--- Selected passage ---
2. A Most Likely Scenario

The theory of planetary formation suggests that the final stage of Earth formation involves multiple giant impacts, the last of which is the so-called Moon-forming giant impact [98]. It is commonly thought that, in the Moon-forming giant impact, a Mars-sized impactor hit the proto-Earth, and the deposition of an enormous amount of kinetic energy resulted in the formation of a deep magma ocean [99]. The details of this last giant impact are still much debated [100,101,102,103], but the formation of a global magma ocean is difficult to avoid. Due to the low viscosity of magma, a magma ocean convects vigorously [104]. Such a vigorous convection helps a magma ocean (and also the core in case of whole-mantle magma ocean) cool down quickly, and the life-time of a magma ocean is quite short, terminating potentially after only a few tens of thousands of years [97]. Some details of how a magma ocean solidifies are important. As the liquidus of the silicate mantle increases with pressure more rapidly than the adiabat of the mantle [105], a magma ocean starts to solidify from the bottom up [45,97]. Additionally, after a magma ocean starts to solidify, its solid fraction increases from 0% to ∼60% very quickly, after which the mixture of solid and melt becomes rheologically solid [44]. That is, at a solid fraction greater than ∼60%, solid grains are in contact, and the viscosity of the mixture is governed by the viscosity of solids. Viscosity increases by more than twenty orders of magnitude at this rheological transition. As a magma ocean starts to solidify from the bottom up, and because a solidifying magma becomes solid after ∼60% solidification, the cooling of the core slows down considerably during the early stage of magma ocean solidification [97].

--- Recorded information ---
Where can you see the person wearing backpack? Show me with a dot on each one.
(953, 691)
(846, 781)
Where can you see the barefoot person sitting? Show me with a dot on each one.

--- Required tasks ---
A: List the citation numbers given in the sentence of the magma ocean passage that begins "The details of this last giant impact."
B: According to the magma ocean passage, by how much does viscosity increase at the rheological transition?
C: Pick up the magma ocean passage after its final sentence and keep writing.
The material has nothing to do with the magma ocean passage.

--- Outputs by task ---
A: 100, 101, 102, 103

B: By more than twenty orders of magnitude.

C:
The rheological transition in a solidifying magma ocean has important consequences for the early atmosphere. Water is much more soluble in magma than carbon dioxide [106,107,108], and at a solid fraction of ∼60%, most of the water is contained in the melt phase of a solidifying magma ocean, whereas most of carbon dioxide is in the atmosphere. Water contained in the melt phase remains mostly trapped within the mantle during the subsequent solidification of magma oceans [46,47]. Thus, the early ocean was likely to have been shallow (<1 km) and was covered by a Venus-like, massive CO 2 -rich atmosphere (Figure 2a). The vigor of subsolidus mantle convection is controlled primarily by the viscosity of the mantle [109], and mantle viscosity is sensitive to temperature as well as the trace amount of water contained in nominally anhydrous minerals [110,111,112]; viscosity is lower at higher temperatures and at higher water contents. We thus expect rapid mantle convection when an early mantle was hot and wet. The presence of surface water makes plate tectonics possible [113,114], and rapid plate tectonics has long been considered to be essential for the removal of the massive amount of carbon dioxide in the atmosphere by the subduction of the carbonated seafloor [115,116]. Theoretical estimates suggest that such a sequestration of atmospheric carbon by rapid plate tectonics could have been completed in ∼100 million years [117]. The degassing of mantle water by plate tectonics takes more time [79], but by the end of the Hadean (4 Ga), the mantle probably dried out, and the Earth’s surface was covered by a deep ocean (∼6 km) [118].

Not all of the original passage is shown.